[Point localization data]

[Start of Attachment]

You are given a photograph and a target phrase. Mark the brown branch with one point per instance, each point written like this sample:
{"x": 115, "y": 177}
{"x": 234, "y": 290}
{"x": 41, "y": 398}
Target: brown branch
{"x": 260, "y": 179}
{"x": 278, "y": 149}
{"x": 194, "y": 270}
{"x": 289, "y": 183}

[End of Attachment]

ASSIGNMENT -> The reply must present every entry, transcribed with its exact wording.

RESPONSE ->
You are given a photograph and a target phrase. Mark the brown branch with one point per instance, each point written like this sample:
{"x": 115, "y": 177}
{"x": 234, "y": 290}
{"x": 41, "y": 398}
Target: brown branch
{"x": 260, "y": 179}
{"x": 278, "y": 149}
{"x": 194, "y": 270}
{"x": 289, "y": 183}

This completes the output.